----- Records for this task

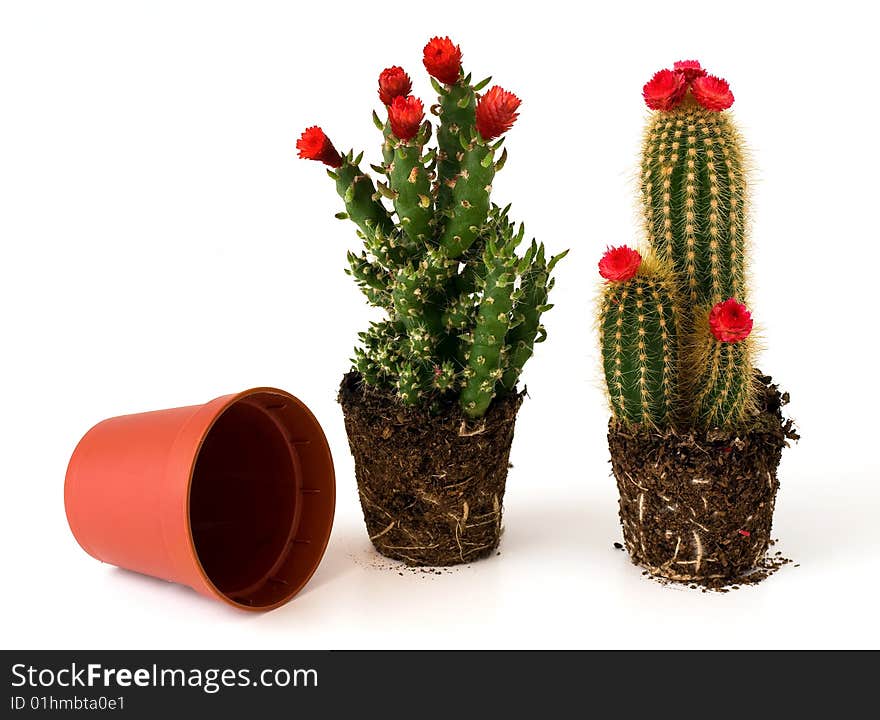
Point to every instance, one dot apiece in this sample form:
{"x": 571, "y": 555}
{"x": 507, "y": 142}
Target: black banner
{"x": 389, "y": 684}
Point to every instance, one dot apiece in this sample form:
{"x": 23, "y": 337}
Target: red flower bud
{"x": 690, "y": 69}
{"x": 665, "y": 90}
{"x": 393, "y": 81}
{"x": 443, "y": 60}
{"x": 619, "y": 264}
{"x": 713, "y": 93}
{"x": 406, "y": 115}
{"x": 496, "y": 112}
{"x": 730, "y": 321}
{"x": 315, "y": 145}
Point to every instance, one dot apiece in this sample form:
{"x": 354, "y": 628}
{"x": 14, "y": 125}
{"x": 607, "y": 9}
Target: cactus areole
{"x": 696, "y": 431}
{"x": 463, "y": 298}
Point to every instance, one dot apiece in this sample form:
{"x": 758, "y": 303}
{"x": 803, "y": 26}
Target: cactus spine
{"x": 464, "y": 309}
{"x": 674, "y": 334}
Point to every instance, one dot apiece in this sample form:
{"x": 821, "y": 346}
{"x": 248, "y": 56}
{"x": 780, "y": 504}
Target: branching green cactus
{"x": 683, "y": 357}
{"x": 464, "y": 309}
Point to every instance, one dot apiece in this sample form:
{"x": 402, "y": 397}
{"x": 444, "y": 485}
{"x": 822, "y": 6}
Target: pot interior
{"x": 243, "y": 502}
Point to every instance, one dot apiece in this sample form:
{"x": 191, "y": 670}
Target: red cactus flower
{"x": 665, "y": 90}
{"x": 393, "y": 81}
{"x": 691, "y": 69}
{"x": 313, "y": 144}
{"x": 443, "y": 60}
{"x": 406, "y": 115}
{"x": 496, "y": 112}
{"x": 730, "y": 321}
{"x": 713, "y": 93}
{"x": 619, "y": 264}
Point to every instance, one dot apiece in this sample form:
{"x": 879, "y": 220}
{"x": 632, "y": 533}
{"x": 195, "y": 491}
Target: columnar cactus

----------

- _Prompt_
All of the entries above should be copied exactly, with the images left out.

- _Your response_
Point to every instance, one dot apiece in this sample form:
{"x": 571, "y": 555}
{"x": 507, "y": 142}
Target: black banner
{"x": 389, "y": 684}
Point to every instance, one dot apiece in this sample form:
{"x": 23, "y": 337}
Target: red flower bud
{"x": 690, "y": 69}
{"x": 665, "y": 90}
{"x": 393, "y": 81}
{"x": 443, "y": 60}
{"x": 619, "y": 264}
{"x": 713, "y": 93}
{"x": 406, "y": 115}
{"x": 496, "y": 112}
{"x": 730, "y": 321}
{"x": 315, "y": 145}
Point to every instance, one dot apiece in this sample form:
{"x": 354, "y": 628}
{"x": 14, "y": 125}
{"x": 607, "y": 9}
Target: cactus areole
{"x": 696, "y": 431}
{"x": 463, "y": 298}
Point to every instance, one dot apiece in this sample form:
{"x": 758, "y": 303}
{"x": 803, "y": 26}
Target: cactus spine
{"x": 464, "y": 309}
{"x": 674, "y": 334}
Point to every instance, one dot apiece in this sample form:
{"x": 821, "y": 346}
{"x": 248, "y": 56}
{"x": 780, "y": 504}
Target: branching green cactus
{"x": 683, "y": 357}
{"x": 464, "y": 309}
Point to every instance, one dot apiece in this sample form:
{"x": 402, "y": 397}
{"x": 444, "y": 485}
{"x": 822, "y": 6}
Target: pot interior
{"x": 243, "y": 502}
Point to every instance, one dot apiece in this sample form:
{"x": 191, "y": 670}
Target: red cactus flower
{"x": 665, "y": 90}
{"x": 393, "y": 81}
{"x": 691, "y": 69}
{"x": 313, "y": 144}
{"x": 443, "y": 60}
{"x": 406, "y": 115}
{"x": 496, "y": 112}
{"x": 730, "y": 321}
{"x": 713, "y": 93}
{"x": 619, "y": 264}
Point to every instance, one dot apiece in this sample form:
{"x": 879, "y": 220}
{"x": 632, "y": 533}
{"x": 195, "y": 491}
Target: columnar cactus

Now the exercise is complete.